RECORDS SUPPLIED:
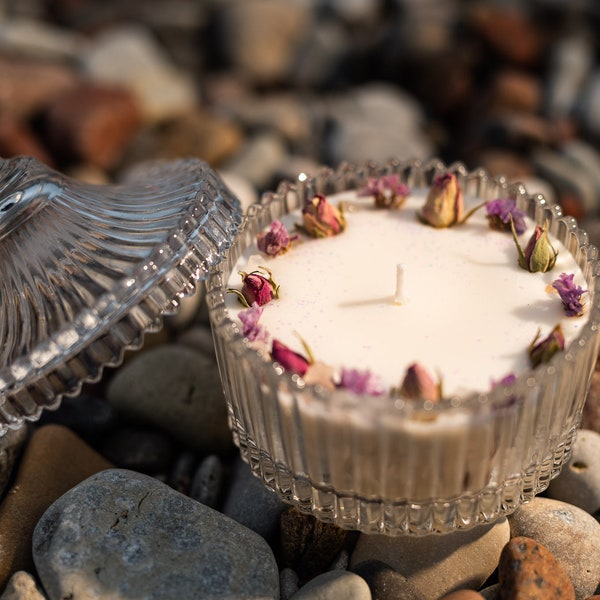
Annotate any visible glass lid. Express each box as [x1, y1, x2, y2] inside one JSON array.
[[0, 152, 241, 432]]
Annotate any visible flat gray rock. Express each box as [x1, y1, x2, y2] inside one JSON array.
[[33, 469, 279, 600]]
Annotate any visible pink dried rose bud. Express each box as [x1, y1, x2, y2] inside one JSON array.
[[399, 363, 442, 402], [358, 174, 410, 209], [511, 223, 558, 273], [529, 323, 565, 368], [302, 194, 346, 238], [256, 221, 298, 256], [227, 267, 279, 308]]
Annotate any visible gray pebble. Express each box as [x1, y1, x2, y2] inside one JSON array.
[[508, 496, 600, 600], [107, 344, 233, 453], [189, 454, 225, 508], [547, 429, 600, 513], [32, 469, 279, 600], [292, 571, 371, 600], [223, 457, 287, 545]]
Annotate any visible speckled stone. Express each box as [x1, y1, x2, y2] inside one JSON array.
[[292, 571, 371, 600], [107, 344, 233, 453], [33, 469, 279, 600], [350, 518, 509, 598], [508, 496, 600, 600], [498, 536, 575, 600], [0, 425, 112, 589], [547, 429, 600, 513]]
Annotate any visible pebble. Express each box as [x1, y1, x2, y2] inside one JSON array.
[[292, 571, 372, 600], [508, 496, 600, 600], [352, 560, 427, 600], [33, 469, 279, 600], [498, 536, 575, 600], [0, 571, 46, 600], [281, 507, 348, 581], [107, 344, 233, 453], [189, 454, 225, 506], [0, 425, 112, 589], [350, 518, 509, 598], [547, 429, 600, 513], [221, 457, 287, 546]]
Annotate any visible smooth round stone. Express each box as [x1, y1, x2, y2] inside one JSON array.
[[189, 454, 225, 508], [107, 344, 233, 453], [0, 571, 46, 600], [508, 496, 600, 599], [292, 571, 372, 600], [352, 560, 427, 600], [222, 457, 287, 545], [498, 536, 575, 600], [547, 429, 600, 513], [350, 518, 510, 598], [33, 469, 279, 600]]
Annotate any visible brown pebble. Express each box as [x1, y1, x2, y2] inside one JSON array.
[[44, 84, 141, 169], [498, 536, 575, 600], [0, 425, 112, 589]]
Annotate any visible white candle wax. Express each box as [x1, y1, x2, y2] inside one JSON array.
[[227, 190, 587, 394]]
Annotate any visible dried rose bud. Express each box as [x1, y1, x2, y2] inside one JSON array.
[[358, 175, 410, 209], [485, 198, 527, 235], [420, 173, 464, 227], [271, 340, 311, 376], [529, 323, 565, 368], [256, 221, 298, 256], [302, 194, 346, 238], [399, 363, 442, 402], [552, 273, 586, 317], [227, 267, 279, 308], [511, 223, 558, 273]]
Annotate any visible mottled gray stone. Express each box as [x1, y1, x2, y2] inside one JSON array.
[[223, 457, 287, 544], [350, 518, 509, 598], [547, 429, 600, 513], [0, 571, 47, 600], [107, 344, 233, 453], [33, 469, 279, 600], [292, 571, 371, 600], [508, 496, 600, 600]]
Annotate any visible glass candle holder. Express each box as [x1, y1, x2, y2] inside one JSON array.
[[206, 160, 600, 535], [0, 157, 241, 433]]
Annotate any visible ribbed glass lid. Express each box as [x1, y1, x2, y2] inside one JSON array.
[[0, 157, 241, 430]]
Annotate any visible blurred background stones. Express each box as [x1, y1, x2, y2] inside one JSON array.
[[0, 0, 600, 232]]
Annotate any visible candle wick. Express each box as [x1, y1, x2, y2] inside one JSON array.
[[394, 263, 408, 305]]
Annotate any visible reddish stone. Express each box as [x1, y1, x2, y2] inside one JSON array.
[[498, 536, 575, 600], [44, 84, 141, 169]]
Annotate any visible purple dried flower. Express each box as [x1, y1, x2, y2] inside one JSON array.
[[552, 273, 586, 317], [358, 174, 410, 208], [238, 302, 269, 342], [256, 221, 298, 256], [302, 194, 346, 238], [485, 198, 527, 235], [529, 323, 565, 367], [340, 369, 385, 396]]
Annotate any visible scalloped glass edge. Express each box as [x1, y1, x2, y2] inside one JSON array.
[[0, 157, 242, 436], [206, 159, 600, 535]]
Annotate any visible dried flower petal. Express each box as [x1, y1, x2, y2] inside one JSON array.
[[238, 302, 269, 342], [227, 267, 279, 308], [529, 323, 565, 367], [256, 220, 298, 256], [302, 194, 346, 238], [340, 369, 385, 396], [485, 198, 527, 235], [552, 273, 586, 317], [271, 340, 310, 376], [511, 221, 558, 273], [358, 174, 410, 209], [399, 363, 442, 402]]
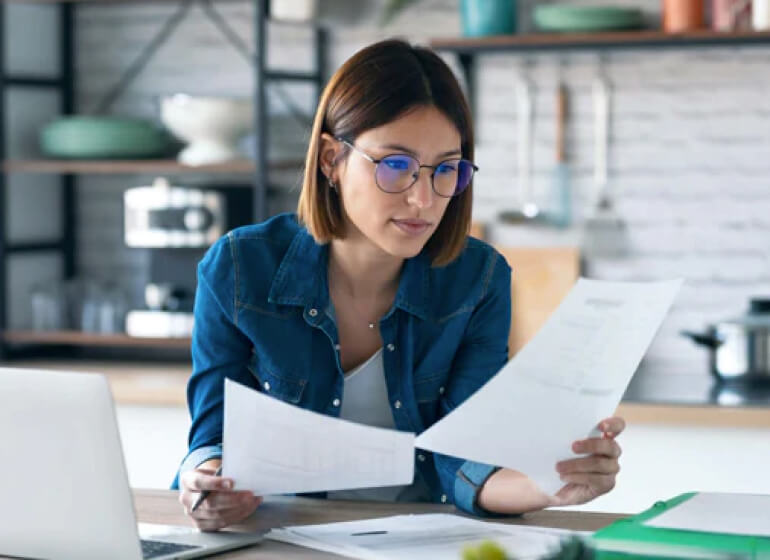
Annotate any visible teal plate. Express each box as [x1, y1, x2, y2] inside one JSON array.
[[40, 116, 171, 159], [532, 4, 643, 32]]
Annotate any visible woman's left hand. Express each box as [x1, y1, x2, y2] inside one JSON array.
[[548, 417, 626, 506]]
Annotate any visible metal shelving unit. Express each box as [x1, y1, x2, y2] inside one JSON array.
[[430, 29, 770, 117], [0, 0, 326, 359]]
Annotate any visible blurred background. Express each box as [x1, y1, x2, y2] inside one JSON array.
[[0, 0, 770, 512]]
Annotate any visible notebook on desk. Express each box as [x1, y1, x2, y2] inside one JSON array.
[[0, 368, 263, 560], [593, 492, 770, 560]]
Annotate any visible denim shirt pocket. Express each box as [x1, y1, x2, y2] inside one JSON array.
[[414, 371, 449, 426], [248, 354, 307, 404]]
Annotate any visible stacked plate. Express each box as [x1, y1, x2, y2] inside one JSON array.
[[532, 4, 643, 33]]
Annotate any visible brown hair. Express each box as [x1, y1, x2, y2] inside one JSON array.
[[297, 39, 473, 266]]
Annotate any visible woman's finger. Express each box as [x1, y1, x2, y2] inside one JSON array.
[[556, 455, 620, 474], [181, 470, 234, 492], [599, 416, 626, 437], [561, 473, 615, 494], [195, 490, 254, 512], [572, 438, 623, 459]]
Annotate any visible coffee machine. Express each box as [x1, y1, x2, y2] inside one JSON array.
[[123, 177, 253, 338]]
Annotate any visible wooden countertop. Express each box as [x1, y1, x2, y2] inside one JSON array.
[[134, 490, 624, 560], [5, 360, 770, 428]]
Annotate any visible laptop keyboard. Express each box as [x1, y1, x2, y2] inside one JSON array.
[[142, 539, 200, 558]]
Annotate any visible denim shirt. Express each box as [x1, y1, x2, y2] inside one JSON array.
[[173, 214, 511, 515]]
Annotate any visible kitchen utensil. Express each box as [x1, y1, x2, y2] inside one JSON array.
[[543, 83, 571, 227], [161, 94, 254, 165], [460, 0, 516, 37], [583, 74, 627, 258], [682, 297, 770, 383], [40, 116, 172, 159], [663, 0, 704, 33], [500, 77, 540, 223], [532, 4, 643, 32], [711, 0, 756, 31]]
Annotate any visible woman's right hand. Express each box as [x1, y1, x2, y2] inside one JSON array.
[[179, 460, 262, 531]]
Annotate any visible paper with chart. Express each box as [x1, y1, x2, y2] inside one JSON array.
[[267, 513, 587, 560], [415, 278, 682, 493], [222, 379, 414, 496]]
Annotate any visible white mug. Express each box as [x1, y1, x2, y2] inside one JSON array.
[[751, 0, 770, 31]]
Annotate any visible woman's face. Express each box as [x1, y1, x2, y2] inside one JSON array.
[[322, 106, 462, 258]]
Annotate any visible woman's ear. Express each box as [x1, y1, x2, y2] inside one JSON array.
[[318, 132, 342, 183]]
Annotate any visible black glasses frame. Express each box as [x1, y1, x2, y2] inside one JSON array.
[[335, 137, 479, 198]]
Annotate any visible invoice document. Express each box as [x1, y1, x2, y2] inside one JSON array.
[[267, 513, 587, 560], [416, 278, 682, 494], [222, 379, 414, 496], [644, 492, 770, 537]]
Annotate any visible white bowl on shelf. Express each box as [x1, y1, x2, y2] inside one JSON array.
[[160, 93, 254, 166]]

YOUR OBJECTIVE: Reproduce verbatim every line of the records between the line containing "Annotate any visible metal" and the line containing "379, 414, 496]]", inclusive.

RESPONSE FOR THIS EXERCISE:
Annotate any visible metal shelving unit. Express each box as [x1, y1, x2, y2] inside one JSON array.
[[430, 29, 770, 117], [0, 0, 326, 359]]
Annotate any visible blurred background. Express each box as [x1, y1, x2, y2] inside one JSON array.
[[0, 0, 770, 512]]
Annotate any visible notebook on desk. Express each box as [x1, y1, x2, y2] inside one JSON array.
[[0, 368, 263, 560], [593, 492, 770, 560]]
Annotate any visible denim shirt pocket. Express each box as [x1, y1, x2, y2] inside one JSON array.
[[414, 371, 449, 426], [248, 354, 307, 404]]
Annotate any visible stacked plate. Express each box as [x1, y1, x2, y2] inside one JSON array.
[[532, 4, 643, 33]]
Annotate any visible brown hair. Express each box as [x1, y1, x2, y2] inside one JSON array.
[[297, 39, 473, 266]]
Annotate any visible woman's finger. Express each box as [x1, y1, x2, y2] inside one JSON array.
[[556, 455, 620, 474], [181, 470, 234, 492], [599, 416, 626, 437], [561, 473, 615, 494], [195, 490, 254, 512], [572, 438, 623, 459]]
Annotate any visible coffee machine. Express each box as [x1, y1, x2, y2] inside one JSON array.
[[123, 177, 253, 338]]
Annotate any visible wooden countertop. Express each box as [x1, y1, x2, y2] inside one JSON array.
[[134, 490, 624, 560], [5, 360, 770, 428]]
Annotate any visible laptop keyboard. Express each box as [x1, y1, x2, y2] inside one JSON array.
[[142, 539, 200, 558]]
Annotate any visible denim shirt. Express each box as [x1, y1, x2, y2] inside one JSON array.
[[173, 214, 511, 515]]
Annotate any visible kitchen utensil. Express each box as [x1, y1, x2, y2] inside one JSON array.
[[543, 83, 571, 227], [161, 94, 254, 165], [460, 0, 516, 37], [583, 74, 627, 258], [682, 297, 770, 383], [40, 116, 172, 159], [663, 0, 704, 33], [500, 77, 540, 223], [532, 4, 643, 32], [711, 0, 756, 31]]
Annotate any visible woman's right hand. Express each box as [x1, y1, x2, y2] inside one JSON array.
[[179, 460, 262, 531]]
Annotate any visible paper with chart. Express each box as [x1, y1, x2, y2] inside one JSON array.
[[267, 513, 587, 560], [415, 278, 682, 493], [222, 379, 414, 496]]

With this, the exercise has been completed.